» PASSAGE SHOWN:
I believe so much in our world, our day to day happiness, unhappiness, and outright distraught-ness, typically revolves around our ability, or in ability to establish appropriate boundaries and expectations. I say this… because I happen to be a PRO at doing a poor job with boundaries and only marginally better with expectations.

In the world of Big Girl Things, which has become a mantra lately, this is an area where I believe I need to give some special attention and practice to.

And here’s why.

The suffering I create for myself because I presume and want to believe my circle ticks like me is just fundamentally inaccurate. Not across the board, but it shows up. I am a consistent rose tinted glasses wearer. I see the good, to a fault, to the place where I would see red flags as circus indicators rather than for what they truly are, the warning signs along my path. I believed my last relationship wanted what I wanted. In part, because of my rose color glasses, in part, because he wasn’t able to articulate that we weren’t really on the same page at all; he was going along for the ride, because being clear with his expectations wasn’t something he was able to communicate. Boy howdy, would it have saved some heartache if he had.

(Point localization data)
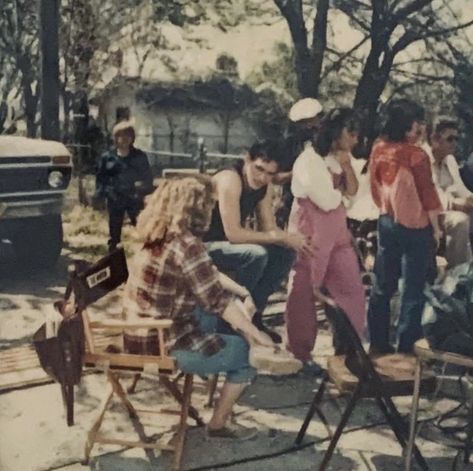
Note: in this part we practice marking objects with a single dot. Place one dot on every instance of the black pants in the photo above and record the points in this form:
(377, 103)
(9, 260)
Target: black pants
(116, 214)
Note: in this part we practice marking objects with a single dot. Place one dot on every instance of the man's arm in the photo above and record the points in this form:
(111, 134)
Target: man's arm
(264, 212)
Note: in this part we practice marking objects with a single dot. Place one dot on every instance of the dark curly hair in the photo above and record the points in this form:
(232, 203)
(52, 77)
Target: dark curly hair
(332, 126)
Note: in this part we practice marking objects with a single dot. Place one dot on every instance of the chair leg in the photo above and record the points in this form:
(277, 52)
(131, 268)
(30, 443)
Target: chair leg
(212, 386)
(118, 389)
(469, 435)
(132, 388)
(68, 398)
(174, 390)
(413, 416)
(312, 409)
(343, 421)
(181, 433)
(92, 434)
(399, 427)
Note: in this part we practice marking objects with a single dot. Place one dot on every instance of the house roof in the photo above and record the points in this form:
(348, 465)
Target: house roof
(217, 93)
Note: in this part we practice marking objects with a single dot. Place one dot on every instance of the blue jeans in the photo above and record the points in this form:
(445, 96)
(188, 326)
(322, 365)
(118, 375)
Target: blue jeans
(401, 252)
(260, 269)
(231, 359)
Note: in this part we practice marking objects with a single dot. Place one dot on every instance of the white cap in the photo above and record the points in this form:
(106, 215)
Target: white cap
(305, 108)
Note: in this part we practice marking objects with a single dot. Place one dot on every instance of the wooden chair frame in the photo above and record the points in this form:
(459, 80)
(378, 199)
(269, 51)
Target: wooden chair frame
(369, 384)
(425, 354)
(116, 364)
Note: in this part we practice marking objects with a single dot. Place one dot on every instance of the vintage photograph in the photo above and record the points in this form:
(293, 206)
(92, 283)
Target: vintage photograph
(236, 234)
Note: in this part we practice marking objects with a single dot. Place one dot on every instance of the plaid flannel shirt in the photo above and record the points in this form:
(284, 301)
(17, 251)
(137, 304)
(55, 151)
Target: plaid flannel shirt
(169, 282)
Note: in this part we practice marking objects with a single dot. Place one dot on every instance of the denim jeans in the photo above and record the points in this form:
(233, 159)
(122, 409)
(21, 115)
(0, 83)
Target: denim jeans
(260, 269)
(401, 252)
(231, 359)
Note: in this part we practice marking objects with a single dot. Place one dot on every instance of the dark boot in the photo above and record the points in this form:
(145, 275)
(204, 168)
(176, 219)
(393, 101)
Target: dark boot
(258, 322)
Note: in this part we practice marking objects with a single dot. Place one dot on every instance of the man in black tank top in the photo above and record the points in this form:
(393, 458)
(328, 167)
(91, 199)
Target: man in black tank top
(258, 259)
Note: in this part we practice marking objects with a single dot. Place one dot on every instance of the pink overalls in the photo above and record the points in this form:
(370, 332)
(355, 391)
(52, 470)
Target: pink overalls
(333, 265)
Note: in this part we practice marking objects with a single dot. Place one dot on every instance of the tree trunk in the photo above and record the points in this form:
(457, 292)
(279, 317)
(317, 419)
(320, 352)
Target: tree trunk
(31, 107)
(370, 87)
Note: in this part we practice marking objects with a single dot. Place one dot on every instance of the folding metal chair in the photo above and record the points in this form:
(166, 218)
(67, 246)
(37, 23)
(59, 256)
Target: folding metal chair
(425, 354)
(89, 285)
(359, 376)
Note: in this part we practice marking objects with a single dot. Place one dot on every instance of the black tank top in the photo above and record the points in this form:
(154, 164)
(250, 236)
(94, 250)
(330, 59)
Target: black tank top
(249, 199)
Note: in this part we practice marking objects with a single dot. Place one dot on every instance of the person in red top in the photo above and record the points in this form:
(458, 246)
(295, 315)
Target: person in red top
(402, 188)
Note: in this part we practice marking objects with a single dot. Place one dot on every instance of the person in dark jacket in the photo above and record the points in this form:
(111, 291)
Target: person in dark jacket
(123, 179)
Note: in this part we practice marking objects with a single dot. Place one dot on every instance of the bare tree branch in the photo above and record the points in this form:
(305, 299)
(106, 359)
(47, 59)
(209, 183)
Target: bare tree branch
(400, 15)
(337, 64)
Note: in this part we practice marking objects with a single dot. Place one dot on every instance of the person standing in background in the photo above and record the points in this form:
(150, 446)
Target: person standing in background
(123, 179)
(403, 189)
(304, 121)
(457, 200)
(322, 176)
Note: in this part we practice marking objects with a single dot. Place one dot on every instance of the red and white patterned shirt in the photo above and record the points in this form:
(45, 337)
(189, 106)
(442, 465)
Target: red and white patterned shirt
(401, 183)
(168, 282)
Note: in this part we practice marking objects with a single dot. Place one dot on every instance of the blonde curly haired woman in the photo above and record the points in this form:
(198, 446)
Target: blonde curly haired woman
(173, 277)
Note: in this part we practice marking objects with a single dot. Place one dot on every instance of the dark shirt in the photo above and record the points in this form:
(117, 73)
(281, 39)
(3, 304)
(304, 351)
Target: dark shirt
(117, 177)
(169, 282)
(249, 199)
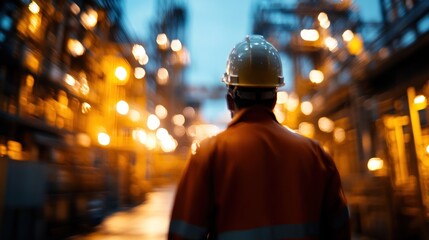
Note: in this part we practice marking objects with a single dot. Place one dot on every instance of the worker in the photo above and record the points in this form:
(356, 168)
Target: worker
(257, 179)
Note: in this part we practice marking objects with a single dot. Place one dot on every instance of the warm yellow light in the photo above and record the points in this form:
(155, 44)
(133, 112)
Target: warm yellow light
(34, 8)
(326, 124)
(161, 133)
(282, 97)
(162, 41)
(323, 20)
(178, 119)
(153, 122)
(280, 115)
(75, 8)
(144, 60)
(103, 139)
(293, 102)
(29, 81)
(35, 22)
(31, 61)
(176, 45)
(355, 45)
(84, 87)
(89, 19)
(375, 163)
(331, 43)
(306, 107)
(75, 47)
(339, 135)
(134, 115)
(316, 76)
(162, 76)
(311, 35)
(322, 17)
(139, 73)
(161, 111)
(347, 35)
(189, 112)
(121, 73)
(85, 108)
(122, 107)
(420, 102)
(151, 141)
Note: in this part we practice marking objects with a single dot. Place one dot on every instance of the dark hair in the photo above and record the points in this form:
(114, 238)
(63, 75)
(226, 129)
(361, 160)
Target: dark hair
(245, 97)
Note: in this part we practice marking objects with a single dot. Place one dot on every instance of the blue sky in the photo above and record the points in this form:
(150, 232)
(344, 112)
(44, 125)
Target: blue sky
(214, 27)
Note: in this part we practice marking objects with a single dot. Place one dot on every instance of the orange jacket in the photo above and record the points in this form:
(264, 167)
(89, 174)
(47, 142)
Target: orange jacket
(258, 180)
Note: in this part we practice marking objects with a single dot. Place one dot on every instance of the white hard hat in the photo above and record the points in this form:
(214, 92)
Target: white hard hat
(254, 62)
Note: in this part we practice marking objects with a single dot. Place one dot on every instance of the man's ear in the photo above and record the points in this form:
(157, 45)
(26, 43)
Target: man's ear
(230, 102)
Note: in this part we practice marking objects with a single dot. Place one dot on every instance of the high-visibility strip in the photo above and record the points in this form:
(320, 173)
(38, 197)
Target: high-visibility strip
(186, 230)
(274, 232)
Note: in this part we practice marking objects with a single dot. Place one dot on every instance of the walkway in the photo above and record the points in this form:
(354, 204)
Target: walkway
(148, 221)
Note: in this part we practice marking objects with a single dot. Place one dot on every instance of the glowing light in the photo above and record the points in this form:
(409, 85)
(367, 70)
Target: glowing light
(326, 124)
(331, 43)
(161, 133)
(347, 35)
(121, 73)
(306, 107)
(311, 35)
(176, 45)
(75, 8)
(151, 141)
(139, 73)
(103, 139)
(161, 111)
(189, 112)
(316, 76)
(89, 19)
(375, 163)
(420, 102)
(153, 122)
(162, 41)
(122, 107)
(179, 131)
(34, 8)
(134, 115)
(178, 119)
(70, 80)
(282, 97)
(75, 47)
(339, 135)
(162, 76)
(138, 51)
(85, 108)
(140, 135)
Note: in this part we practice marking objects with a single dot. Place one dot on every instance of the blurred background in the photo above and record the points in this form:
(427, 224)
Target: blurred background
(102, 100)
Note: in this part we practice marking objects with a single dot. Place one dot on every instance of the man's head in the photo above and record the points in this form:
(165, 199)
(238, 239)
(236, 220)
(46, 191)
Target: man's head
(253, 74)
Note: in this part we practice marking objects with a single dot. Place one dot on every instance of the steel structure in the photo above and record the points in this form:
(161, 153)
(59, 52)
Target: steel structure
(370, 92)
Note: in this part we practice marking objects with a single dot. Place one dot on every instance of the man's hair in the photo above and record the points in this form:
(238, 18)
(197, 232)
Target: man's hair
(245, 97)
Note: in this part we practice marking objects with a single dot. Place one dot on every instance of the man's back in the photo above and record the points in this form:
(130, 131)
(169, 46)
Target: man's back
(267, 182)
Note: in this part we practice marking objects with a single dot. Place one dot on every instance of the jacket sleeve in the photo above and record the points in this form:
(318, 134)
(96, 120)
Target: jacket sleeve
(335, 222)
(193, 205)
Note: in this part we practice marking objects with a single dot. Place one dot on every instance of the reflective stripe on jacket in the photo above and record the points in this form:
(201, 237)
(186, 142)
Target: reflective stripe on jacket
(258, 180)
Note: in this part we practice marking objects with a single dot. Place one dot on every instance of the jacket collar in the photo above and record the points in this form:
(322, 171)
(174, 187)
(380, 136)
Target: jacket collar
(253, 114)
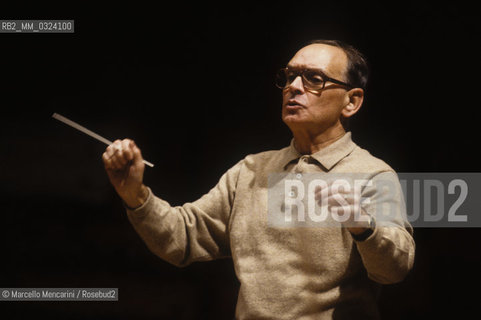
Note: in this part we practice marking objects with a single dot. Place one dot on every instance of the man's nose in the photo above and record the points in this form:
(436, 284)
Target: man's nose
(297, 86)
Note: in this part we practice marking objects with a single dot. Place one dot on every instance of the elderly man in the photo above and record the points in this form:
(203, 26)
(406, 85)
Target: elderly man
(286, 272)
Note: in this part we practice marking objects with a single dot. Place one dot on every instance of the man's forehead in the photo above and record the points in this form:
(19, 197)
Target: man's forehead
(321, 56)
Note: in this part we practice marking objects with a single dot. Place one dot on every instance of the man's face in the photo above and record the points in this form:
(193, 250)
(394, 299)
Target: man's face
(321, 110)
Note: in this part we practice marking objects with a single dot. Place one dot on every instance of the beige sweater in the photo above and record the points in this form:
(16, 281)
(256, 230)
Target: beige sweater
(284, 272)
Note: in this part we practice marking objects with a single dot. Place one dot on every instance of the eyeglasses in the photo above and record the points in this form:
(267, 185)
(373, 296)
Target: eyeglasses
(312, 79)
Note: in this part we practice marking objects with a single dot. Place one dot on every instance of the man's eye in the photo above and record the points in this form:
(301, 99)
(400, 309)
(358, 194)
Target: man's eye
(291, 76)
(314, 78)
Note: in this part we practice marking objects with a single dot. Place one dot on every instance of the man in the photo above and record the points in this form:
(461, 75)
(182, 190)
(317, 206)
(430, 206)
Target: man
(287, 272)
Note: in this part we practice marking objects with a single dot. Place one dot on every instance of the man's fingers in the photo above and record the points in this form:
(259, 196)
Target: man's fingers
(127, 151)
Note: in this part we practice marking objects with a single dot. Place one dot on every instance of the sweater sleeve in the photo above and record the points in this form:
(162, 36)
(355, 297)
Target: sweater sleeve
(388, 253)
(196, 231)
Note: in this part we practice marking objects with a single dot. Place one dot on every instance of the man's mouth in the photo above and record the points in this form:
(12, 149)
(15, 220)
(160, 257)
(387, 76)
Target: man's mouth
(294, 104)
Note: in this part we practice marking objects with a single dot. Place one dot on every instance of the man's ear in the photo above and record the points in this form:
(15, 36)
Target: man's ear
(354, 101)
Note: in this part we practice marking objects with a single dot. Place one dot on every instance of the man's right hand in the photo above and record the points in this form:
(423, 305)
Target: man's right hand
(125, 167)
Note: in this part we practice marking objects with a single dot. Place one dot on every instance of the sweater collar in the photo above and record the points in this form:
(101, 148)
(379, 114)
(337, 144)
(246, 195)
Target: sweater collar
(329, 156)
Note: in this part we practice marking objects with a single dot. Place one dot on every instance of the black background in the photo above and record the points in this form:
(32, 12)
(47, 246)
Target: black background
(193, 86)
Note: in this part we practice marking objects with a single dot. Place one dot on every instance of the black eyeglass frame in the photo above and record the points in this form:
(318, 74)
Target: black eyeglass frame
(301, 72)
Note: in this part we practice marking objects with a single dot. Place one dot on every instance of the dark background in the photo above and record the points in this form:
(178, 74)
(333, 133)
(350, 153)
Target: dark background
(193, 85)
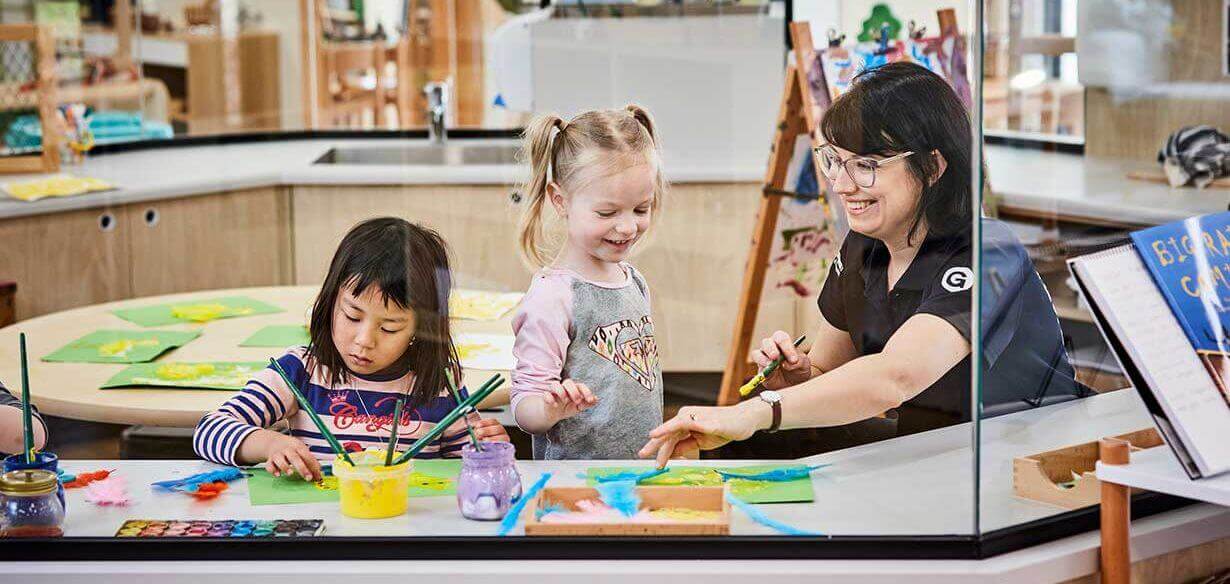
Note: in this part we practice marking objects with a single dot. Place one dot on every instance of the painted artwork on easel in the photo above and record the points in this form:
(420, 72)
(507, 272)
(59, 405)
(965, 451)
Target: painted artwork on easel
(805, 236)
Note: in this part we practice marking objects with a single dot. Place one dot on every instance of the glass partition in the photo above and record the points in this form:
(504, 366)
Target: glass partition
(1044, 342)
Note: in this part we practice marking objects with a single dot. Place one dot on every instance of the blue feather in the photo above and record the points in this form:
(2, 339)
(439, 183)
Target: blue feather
(776, 475)
(760, 518)
(620, 496)
(191, 482)
(638, 477)
(514, 513)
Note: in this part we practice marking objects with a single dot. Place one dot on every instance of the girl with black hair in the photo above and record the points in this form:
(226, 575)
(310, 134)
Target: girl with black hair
(379, 333)
(894, 331)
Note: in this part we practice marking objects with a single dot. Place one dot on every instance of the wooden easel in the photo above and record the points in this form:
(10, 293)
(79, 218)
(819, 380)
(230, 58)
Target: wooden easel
(43, 49)
(797, 114)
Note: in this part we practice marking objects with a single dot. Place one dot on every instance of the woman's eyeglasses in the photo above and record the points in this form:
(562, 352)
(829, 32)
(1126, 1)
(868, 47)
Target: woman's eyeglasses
(861, 170)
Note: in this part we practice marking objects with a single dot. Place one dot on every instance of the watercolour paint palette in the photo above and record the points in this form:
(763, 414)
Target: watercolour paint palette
(229, 528)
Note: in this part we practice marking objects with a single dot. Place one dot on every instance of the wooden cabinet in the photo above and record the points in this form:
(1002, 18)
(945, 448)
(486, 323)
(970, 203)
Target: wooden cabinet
(65, 260)
(693, 260)
(68, 260)
(226, 240)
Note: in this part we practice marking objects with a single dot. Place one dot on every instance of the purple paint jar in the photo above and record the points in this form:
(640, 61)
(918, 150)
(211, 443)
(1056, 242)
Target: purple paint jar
(488, 482)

» THINGS TO DO:
• a. In the passage on boundaries and expectations, what phrase does the writer say has become a mantra lately?
• b. According to the passage on boundaries and expectations, what three states typically revolve around our ability, or inability, to establish appropriate boundaries and expectations? List them all.
• c. Write out part of the passage on boundaries and expectations word for word. Begin at the words "In the world" and stop after "and practice to.".

» RESULTS IN ORDER:
• a. Big Girl Things

• b.
- Day to day happiness
- Unhappiness
- Outright distraught-ness

• c.
In the world of Big Girl Things, which has become a mantra lately, this is an area where I believe I need to give some special attention and practice to.